* [Required action]: Nothing outside the range below should be printed. Output exactly the lines from the line with "Target | black stove" to the line with "Target | granite countertop", both included.

Stored data entries
■ ■ ■ ■ ■
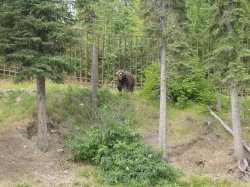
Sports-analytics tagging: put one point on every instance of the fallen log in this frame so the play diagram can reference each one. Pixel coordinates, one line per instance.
(227, 128)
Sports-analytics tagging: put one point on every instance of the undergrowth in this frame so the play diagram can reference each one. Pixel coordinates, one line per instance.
(122, 155)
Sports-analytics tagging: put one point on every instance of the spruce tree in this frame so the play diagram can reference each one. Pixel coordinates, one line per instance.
(33, 37)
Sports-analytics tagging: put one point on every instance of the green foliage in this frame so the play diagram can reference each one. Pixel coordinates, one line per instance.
(122, 155)
(181, 90)
(151, 88)
(16, 106)
(34, 37)
(112, 17)
(24, 185)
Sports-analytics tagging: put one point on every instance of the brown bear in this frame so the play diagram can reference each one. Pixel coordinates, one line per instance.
(125, 81)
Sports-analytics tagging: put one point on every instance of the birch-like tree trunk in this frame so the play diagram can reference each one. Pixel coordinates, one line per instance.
(238, 146)
(163, 91)
(94, 77)
(42, 141)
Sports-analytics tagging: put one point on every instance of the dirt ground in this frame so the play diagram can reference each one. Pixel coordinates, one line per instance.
(22, 162)
(206, 155)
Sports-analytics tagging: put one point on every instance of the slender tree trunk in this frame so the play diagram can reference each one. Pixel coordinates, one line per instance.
(238, 147)
(163, 91)
(42, 141)
(94, 77)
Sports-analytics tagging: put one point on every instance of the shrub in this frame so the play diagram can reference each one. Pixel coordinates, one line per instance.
(181, 90)
(122, 155)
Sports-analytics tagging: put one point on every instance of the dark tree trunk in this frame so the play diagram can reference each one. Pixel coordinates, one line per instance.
(163, 91)
(42, 141)
(238, 147)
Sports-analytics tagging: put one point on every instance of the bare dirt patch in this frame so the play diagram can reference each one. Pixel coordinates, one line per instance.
(204, 152)
(22, 162)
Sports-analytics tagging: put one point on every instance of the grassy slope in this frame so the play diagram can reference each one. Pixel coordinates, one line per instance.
(68, 102)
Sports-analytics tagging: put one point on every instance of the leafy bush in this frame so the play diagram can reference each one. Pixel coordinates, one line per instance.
(181, 90)
(122, 155)
(151, 88)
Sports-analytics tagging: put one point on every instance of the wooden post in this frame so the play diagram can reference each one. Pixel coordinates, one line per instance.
(94, 77)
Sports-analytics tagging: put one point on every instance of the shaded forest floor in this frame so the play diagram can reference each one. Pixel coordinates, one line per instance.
(193, 147)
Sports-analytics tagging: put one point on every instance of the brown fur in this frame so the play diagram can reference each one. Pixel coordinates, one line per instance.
(125, 80)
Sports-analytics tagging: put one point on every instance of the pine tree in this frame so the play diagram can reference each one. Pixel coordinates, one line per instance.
(33, 37)
(230, 29)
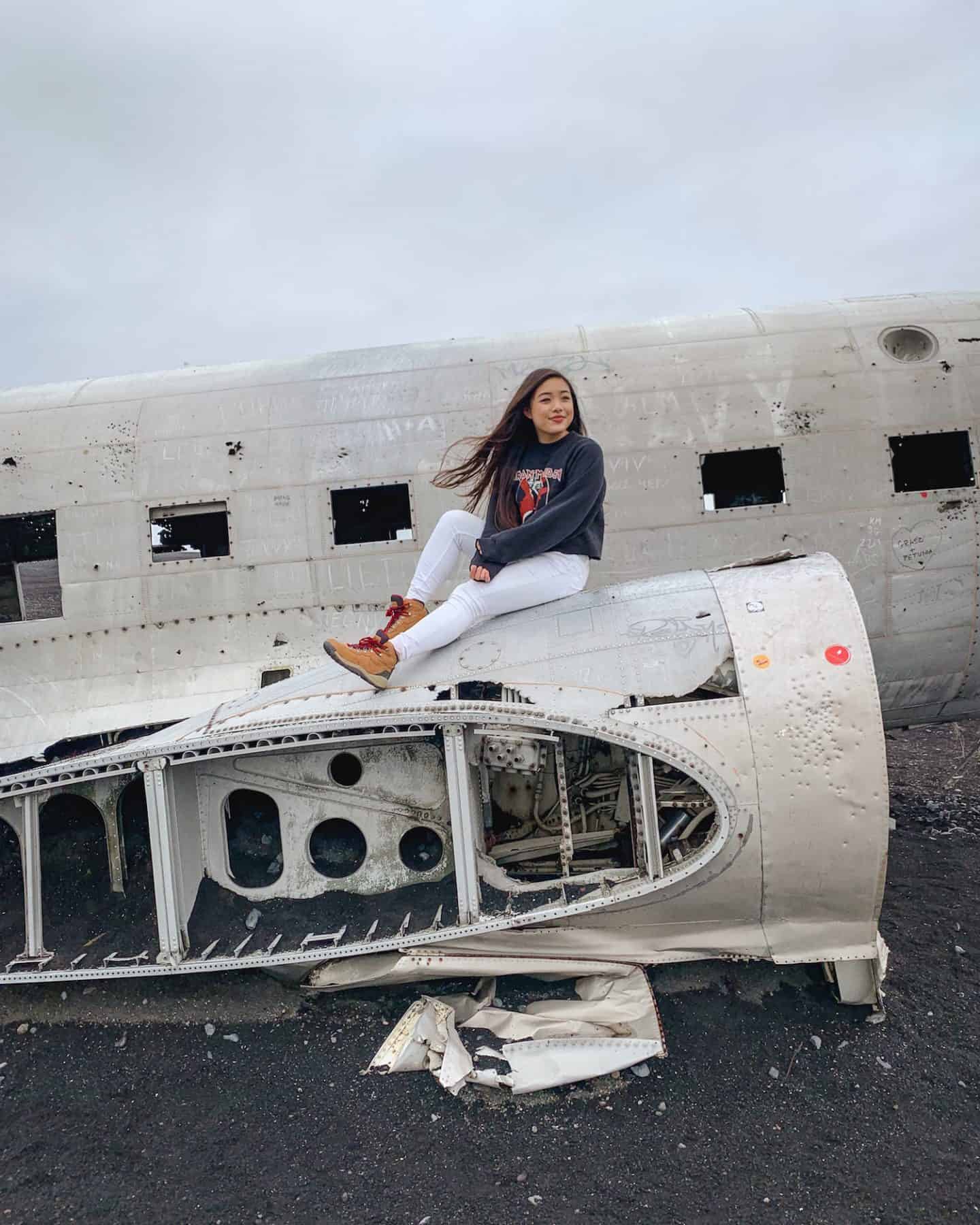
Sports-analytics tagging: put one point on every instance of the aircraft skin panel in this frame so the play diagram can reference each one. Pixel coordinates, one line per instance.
(272, 440)
(781, 761)
(805, 766)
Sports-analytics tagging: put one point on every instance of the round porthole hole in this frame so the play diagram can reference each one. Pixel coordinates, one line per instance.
(421, 849)
(909, 343)
(337, 848)
(346, 770)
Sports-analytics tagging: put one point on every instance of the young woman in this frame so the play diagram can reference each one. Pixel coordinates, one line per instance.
(544, 522)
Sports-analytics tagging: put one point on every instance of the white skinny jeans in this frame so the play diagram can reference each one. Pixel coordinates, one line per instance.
(520, 586)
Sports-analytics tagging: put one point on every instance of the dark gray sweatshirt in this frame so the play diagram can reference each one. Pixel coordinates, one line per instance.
(559, 489)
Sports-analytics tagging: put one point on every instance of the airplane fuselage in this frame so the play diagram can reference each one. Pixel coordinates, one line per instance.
(169, 542)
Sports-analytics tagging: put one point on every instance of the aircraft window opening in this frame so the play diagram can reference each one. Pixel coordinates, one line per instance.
(30, 582)
(189, 533)
(254, 838)
(346, 770)
(274, 675)
(370, 514)
(909, 343)
(931, 461)
(337, 848)
(421, 849)
(742, 478)
(525, 834)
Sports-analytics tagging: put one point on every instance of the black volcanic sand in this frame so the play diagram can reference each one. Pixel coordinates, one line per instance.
(880, 1125)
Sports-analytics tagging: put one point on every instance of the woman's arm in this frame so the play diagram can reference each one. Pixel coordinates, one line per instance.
(582, 491)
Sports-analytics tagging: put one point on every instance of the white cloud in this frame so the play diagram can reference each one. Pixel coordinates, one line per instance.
(220, 182)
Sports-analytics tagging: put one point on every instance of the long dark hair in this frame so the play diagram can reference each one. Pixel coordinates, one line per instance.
(493, 462)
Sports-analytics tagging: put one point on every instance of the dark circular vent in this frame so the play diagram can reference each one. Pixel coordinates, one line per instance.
(337, 848)
(909, 343)
(421, 849)
(346, 770)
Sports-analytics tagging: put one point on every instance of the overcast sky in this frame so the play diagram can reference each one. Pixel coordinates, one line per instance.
(201, 182)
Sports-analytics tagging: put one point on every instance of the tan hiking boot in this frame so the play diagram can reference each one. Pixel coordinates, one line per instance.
(370, 659)
(402, 615)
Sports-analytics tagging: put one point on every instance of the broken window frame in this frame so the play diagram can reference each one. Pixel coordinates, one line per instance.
(267, 881)
(410, 543)
(755, 508)
(183, 508)
(18, 586)
(909, 494)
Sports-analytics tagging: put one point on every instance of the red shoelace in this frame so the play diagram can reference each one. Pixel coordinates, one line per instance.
(369, 643)
(395, 612)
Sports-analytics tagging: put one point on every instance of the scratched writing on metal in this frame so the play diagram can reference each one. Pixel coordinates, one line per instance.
(915, 546)
(684, 630)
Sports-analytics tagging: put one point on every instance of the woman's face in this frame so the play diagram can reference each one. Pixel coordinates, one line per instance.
(551, 410)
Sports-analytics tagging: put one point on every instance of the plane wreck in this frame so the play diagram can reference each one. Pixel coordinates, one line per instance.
(669, 770)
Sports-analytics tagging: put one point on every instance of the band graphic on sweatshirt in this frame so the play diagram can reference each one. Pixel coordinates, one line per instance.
(533, 488)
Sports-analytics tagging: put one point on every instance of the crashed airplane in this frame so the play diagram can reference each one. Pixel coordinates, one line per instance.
(676, 768)
(667, 767)
(173, 540)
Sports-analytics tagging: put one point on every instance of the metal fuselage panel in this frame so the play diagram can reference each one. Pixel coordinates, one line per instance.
(144, 642)
(791, 761)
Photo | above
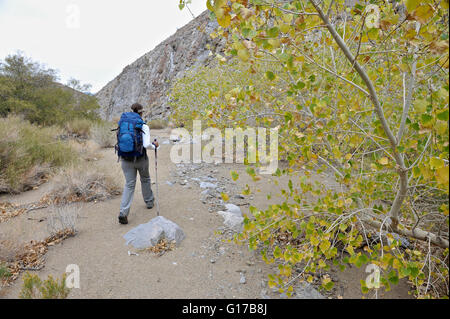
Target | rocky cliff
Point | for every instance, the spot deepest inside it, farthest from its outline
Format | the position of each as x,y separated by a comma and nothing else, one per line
149,78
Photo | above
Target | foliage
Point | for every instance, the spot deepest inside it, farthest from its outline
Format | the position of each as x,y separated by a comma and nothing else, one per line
79,127
34,288
29,89
4,272
157,124
27,152
360,94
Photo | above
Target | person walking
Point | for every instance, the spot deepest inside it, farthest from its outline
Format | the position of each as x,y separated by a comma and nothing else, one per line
133,139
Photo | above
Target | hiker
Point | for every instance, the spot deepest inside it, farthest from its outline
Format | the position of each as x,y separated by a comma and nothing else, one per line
133,138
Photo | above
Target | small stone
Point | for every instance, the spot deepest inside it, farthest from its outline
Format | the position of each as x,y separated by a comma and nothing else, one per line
242,280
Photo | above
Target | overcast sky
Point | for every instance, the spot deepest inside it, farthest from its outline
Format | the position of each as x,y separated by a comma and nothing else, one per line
90,40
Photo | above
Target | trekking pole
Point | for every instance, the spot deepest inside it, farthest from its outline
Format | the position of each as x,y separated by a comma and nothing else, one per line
156,176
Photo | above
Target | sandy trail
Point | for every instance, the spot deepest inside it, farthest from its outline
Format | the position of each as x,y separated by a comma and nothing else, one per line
202,267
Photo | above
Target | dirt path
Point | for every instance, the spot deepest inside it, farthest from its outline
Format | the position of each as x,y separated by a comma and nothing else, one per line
202,267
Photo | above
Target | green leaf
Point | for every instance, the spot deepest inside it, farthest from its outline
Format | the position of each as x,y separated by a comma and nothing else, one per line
270,76
324,245
443,116
273,32
411,4
277,252
392,277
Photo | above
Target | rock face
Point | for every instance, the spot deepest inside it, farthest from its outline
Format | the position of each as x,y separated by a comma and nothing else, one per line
149,78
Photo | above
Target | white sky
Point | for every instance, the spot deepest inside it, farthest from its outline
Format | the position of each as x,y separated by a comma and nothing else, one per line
94,44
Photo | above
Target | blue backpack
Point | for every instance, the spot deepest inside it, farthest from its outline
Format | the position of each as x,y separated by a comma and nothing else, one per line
129,136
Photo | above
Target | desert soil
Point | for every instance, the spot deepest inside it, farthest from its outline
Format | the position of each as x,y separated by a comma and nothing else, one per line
205,265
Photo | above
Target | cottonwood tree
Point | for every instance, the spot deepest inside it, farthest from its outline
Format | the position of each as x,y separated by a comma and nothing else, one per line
360,93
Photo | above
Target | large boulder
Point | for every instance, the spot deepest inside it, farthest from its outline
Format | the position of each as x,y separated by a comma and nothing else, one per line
149,234
232,217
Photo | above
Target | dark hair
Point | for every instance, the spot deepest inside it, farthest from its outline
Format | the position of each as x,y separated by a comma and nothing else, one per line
137,108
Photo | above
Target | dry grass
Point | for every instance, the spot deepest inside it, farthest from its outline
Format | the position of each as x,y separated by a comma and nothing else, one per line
87,150
10,248
28,153
79,128
84,183
63,218
101,133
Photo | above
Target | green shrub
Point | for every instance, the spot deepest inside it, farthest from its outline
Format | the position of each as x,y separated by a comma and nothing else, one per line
157,124
79,127
29,152
4,272
101,133
34,288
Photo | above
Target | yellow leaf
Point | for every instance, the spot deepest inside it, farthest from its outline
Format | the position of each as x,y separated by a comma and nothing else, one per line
436,162
411,4
423,13
383,161
442,175
224,21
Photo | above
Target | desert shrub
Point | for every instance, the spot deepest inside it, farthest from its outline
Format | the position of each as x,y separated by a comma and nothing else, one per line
28,153
84,184
157,124
62,218
101,133
34,288
363,104
5,273
30,89
87,150
79,127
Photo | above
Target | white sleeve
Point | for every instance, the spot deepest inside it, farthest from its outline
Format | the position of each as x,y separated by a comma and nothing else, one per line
146,141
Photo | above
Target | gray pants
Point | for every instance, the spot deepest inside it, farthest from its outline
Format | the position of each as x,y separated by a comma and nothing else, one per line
130,169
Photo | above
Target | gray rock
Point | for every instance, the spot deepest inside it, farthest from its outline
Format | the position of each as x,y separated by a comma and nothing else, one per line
307,291
207,185
231,208
147,235
232,221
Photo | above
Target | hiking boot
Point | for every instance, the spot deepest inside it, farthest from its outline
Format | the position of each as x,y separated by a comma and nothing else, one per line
123,220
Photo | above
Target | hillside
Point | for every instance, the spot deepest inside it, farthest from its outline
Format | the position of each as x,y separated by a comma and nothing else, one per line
148,79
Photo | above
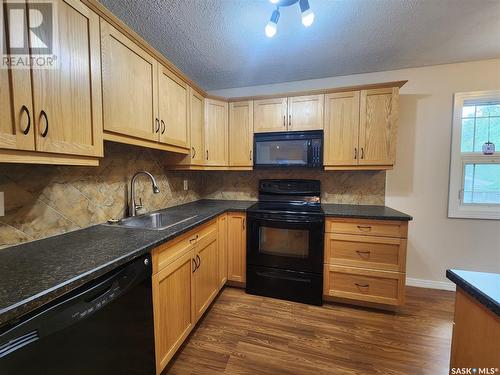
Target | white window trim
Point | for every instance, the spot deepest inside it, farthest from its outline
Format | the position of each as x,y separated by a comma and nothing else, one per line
455,207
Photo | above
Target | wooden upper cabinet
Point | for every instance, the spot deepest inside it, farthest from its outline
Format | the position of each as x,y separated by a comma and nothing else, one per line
236,247
16,107
305,112
130,92
196,121
270,115
67,99
241,134
378,126
341,128
173,307
173,109
216,133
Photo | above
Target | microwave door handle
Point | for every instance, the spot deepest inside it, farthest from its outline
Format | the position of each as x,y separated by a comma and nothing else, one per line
309,153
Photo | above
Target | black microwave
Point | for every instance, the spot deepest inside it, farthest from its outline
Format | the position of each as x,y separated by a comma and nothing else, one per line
289,149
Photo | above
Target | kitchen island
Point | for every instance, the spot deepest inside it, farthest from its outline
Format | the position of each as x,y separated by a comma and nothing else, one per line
476,329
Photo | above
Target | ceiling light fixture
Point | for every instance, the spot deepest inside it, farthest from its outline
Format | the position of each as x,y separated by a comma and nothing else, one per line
307,15
272,25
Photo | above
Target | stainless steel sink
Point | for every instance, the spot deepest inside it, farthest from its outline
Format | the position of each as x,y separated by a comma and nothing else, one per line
154,221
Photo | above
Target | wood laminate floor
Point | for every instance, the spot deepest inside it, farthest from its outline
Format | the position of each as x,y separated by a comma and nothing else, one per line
245,334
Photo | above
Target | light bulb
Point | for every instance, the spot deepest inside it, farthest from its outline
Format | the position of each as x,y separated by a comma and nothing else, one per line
307,18
270,29
307,13
272,25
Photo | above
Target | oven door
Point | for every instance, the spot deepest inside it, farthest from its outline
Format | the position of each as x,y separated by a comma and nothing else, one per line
293,242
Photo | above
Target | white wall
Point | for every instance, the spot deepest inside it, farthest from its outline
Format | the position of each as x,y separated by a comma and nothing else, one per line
418,185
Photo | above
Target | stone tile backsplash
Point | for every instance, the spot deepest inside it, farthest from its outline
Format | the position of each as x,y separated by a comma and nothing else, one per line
359,187
42,201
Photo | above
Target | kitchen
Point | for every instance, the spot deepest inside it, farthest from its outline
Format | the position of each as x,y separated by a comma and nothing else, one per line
257,188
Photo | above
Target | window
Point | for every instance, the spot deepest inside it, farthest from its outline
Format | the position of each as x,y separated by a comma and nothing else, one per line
475,156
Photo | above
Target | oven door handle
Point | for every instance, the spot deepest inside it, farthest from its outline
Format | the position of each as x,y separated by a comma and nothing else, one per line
276,275
305,221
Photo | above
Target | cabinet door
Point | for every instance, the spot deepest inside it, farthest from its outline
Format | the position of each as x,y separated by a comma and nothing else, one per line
341,128
241,134
222,244
173,107
207,274
216,133
16,125
67,99
378,126
305,112
236,247
129,85
197,115
269,115
174,314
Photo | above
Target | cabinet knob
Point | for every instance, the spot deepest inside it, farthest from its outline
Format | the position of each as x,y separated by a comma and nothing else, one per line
26,130
44,132
362,285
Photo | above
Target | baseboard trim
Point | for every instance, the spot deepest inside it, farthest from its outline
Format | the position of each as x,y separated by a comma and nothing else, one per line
431,284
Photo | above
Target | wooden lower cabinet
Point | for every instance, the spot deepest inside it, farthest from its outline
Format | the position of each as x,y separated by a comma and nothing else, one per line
206,273
236,247
365,260
173,306
222,244
185,281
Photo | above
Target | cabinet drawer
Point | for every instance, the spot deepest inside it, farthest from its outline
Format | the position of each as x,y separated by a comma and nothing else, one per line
379,253
166,253
367,227
364,285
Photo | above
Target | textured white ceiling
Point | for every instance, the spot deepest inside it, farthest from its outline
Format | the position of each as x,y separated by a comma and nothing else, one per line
221,43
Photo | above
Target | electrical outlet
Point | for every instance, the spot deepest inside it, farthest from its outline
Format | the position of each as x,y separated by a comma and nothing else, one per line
2,205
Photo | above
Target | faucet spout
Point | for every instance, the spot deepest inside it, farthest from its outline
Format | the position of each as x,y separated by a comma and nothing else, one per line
133,207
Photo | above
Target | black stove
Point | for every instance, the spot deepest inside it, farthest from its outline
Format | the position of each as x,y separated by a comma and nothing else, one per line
285,241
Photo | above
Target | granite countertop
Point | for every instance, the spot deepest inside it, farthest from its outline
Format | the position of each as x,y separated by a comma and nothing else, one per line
484,287
364,212
35,273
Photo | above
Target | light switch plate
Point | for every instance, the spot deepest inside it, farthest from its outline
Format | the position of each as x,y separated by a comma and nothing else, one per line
2,205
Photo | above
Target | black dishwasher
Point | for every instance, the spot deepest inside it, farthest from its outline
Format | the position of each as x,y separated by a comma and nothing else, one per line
103,327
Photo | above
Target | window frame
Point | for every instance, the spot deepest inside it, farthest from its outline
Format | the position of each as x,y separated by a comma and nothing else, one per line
456,207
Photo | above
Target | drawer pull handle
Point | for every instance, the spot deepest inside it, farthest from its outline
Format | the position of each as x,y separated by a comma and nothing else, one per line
363,252
364,228
194,265
27,129
362,285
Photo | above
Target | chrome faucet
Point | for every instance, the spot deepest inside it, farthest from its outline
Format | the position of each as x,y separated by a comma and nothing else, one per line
133,207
■ ■ ■ ■ ■
* [Response for this exercise]:
Target | black stove
Point | for every instance, the spot deepest inside it, farthest from its outline
Format | the position of each as x,y separated by a comma and nothing else, one per line
285,241
Photo | above
Target | granite countertop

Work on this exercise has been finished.